Change "place a point" to "mark a single point" in every entry below and reproduce the entries otherwise unchanged, leaving out the pictures.

DATASET CONTENT
- - - - - - -
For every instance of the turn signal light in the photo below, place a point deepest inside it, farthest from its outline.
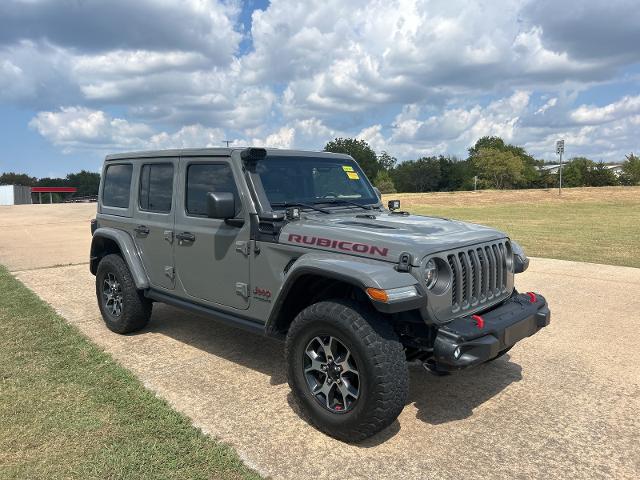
(378, 295)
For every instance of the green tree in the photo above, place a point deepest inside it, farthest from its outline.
(498, 168)
(602, 176)
(359, 150)
(455, 174)
(384, 182)
(575, 173)
(12, 178)
(86, 182)
(422, 175)
(530, 173)
(631, 170)
(386, 161)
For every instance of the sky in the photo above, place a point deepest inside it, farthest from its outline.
(83, 78)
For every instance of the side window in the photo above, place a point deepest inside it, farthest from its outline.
(117, 185)
(203, 178)
(156, 187)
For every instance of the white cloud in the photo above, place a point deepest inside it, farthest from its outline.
(413, 77)
(589, 114)
(78, 127)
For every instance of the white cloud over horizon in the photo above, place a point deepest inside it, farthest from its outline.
(413, 77)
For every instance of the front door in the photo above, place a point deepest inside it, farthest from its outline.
(212, 260)
(152, 226)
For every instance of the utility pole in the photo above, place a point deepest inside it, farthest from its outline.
(560, 151)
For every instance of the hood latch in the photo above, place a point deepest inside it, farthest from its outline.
(405, 261)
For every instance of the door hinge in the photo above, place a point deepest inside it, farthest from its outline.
(242, 289)
(169, 272)
(243, 247)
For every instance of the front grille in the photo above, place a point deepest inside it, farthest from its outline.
(479, 274)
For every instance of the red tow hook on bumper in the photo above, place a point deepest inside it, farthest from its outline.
(479, 321)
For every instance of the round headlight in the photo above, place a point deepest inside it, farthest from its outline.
(430, 273)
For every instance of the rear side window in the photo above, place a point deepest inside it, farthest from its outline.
(156, 187)
(204, 178)
(117, 186)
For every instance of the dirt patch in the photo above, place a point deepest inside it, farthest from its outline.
(37, 236)
(505, 197)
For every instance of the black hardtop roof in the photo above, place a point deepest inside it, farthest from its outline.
(215, 152)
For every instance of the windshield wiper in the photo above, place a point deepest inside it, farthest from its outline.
(298, 204)
(338, 201)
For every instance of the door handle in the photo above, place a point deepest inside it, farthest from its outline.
(186, 237)
(142, 230)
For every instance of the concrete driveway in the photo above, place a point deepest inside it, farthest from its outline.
(563, 403)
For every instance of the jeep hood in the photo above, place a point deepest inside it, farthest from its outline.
(383, 235)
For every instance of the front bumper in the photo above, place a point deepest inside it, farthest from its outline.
(468, 341)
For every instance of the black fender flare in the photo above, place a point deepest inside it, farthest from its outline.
(358, 272)
(128, 251)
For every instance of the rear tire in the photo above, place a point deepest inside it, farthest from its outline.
(356, 352)
(124, 309)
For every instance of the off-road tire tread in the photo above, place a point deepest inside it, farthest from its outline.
(137, 309)
(391, 380)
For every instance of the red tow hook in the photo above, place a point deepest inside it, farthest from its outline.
(479, 321)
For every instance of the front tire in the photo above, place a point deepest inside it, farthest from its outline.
(123, 307)
(347, 369)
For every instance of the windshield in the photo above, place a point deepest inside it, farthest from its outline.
(313, 180)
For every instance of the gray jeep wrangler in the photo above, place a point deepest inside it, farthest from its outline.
(297, 245)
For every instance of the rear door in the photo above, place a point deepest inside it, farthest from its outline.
(154, 213)
(212, 257)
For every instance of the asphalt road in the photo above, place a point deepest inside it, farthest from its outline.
(563, 403)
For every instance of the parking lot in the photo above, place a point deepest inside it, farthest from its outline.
(563, 403)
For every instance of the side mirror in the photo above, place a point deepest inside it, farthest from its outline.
(221, 205)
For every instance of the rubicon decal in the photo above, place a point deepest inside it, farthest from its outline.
(338, 245)
(262, 293)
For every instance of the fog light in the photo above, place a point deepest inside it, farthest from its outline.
(430, 273)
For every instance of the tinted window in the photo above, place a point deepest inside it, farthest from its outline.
(313, 180)
(156, 187)
(117, 183)
(204, 178)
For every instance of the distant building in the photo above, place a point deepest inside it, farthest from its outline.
(15, 195)
(616, 169)
(552, 169)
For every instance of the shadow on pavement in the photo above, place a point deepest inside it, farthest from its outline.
(438, 399)
(454, 397)
(262, 354)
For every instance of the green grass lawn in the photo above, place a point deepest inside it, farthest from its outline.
(604, 231)
(68, 410)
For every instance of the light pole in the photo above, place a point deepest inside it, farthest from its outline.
(560, 151)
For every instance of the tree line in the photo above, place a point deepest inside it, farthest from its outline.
(491, 163)
(86, 182)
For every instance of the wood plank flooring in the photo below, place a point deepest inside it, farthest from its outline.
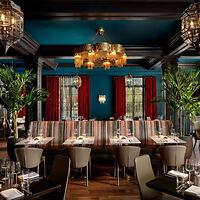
- - - - - - -
EXERCISE OUTPUT
For every instance of the turn signal light in the photo below, mark a single point deepest inside it, farthest from its outline.
(378, 295)
For every instance of the green tree in the photo above, mark a single point deepest inside it, farthest from its outline.
(498, 168)
(602, 176)
(359, 150)
(455, 174)
(384, 182)
(575, 173)
(12, 178)
(86, 182)
(422, 175)
(530, 173)
(631, 170)
(386, 161)
For every instance of the sky in the photo above, mark a single point deepest inside it, farthest from its outline.
(83, 78)
For every instance of the side window in the photo above, mark a single point deepest inside it, farthest from its outline.
(117, 185)
(203, 178)
(156, 187)
For every instance of the white cloud in the photo above, mark a single point deepest inside it, farthest from its outline.
(413, 77)
(589, 114)
(78, 127)
For every instance of the white cloud over horizon in the photo above, mark a single point deepest inside it, farthest from its outline.
(413, 77)
For every instance of the front door in the photo above, mark a single point deepest inside it, farthest from its outline.
(212, 260)
(152, 226)
For every instance of the utility pole in the photo above, mark a single point deepest inside it, farthest from its outline.
(560, 151)
For every instance of the hood latch in the photo above, mark a single point deepest inside it, farthest from its outline.
(405, 261)
For every instance of the door hinge in the photo above, mark a single point deepest inside it, farthest from its outline.
(242, 289)
(169, 272)
(243, 247)
For every instance of the front grille in the photo above, mark a single point deepest inside it, farthest from its outline.
(479, 274)
For every instance of the red tow hook on bumper in the photo above, mark a single point deepest inside it, farthest from its outline.
(479, 321)
For every instance of the round headlight in the photo above, mark a single point deepest inside it, farthest from its outline.
(430, 273)
For every instance of the rear side window in the photo above, mark a single point deepest inside it, farthest from its outline.
(156, 187)
(204, 178)
(117, 186)
For every instance of the dirt patch in the photo above, mark a single point deepest inside it, farthest from its outline.
(37, 236)
(505, 197)
For every instance of the black hardtop roof in the photo above, mark a single point deepest inside it, farthest from its outline.
(215, 152)
For every instance of the windshield wiper in the photo above, mark a single point deepest inside it, farthest from its outline.
(298, 204)
(338, 201)
For every instance of the door handle in the photo above, mark a single point deepest inside it, farthest from its outline.
(186, 237)
(142, 230)
For every instance of the concrete driveway in the photo above, mark a single point deepest inside it, farthest from its outline.
(563, 403)
For every instance of the jeep hood in the photo above, mark a single point deepest inside it, farthest from its outline.
(383, 235)
For every instance of the front bumper in the photo above, mark a single point deepest inside it, farthest from its outline.
(468, 341)
For every instance of the black fender flare in the photo above, mark a single point deepest inside it, farthest from its outline.
(358, 272)
(128, 251)
For every instance of the rear tire in the photo above, mark a single point deepest inside it, farthest from its outline.
(356, 352)
(124, 309)
For every instance of the off-road tire tread in the photo above, mark a single point deepest inside it, farthest from its outline.
(137, 309)
(391, 380)
For every instance of the red tow hook in the photo above, mark a single point deepest inside it, farthest from its outline.
(479, 321)
For every instance of the front tire in the photo above, mark a single point deepest inside it, farthest from its outline.
(123, 307)
(347, 369)
For every instance of the windshield in the photo above, mark a single point deepest inside it, farthest from its outline.
(313, 180)
For every instance of the gray jeep wrangler in the photo above, mark a single point deepest inside it, farthest from its outline.
(297, 245)
For every instance of the rear door in the photo above, mark a single point deepest inside it, farthest from its outline.
(154, 213)
(212, 257)
For every instance of the asphalt road in the photo above, mark a single point deepest inside it, farthest from its outline.
(563, 403)
For every instance of the parking lot in the photo above, mark a single point deepest inside it, farthest from its outline.
(563, 403)
For every instance of the side mirror in the photo above, mark a single point deepest inside it, farthest from its outline.
(221, 205)
For every instance of the rubicon decal in the photo above, mark a single point deepest inside it, farthest from its outline.
(338, 245)
(262, 293)
For every instance of the fog light in the photo above, mark a single point deepest inside it, farthest from its outline.
(430, 273)
For every instance of the tinted window in the photo above, mark a single point deepest inside it, farthest from its outline.
(313, 180)
(156, 187)
(117, 183)
(204, 178)
For every instance of the distant building in the photo above, mark a single point deepest inside it, farthest from its outline.
(15, 195)
(616, 169)
(552, 169)
For every instance of the shadow on pavement in the photo above, mark a single point deepest inside it, farthest from its outline.
(438, 399)
(454, 397)
(262, 354)
For every instance of the green grass lawn in the photo above, mark a single point deepest inside it, farthest from its outline.
(604, 231)
(68, 410)
For every instance of the light pole in the photo above, mark a single point deepest inside it, farthest from its outline.
(560, 151)
For every instance of the tree line in the photo above, mark a single point deepest inside it, farthest from its outline.
(491, 163)
(86, 182)
For every instance of the wood plank flooring in the photo below, mark a single point deepest inside it, farthest from its outline.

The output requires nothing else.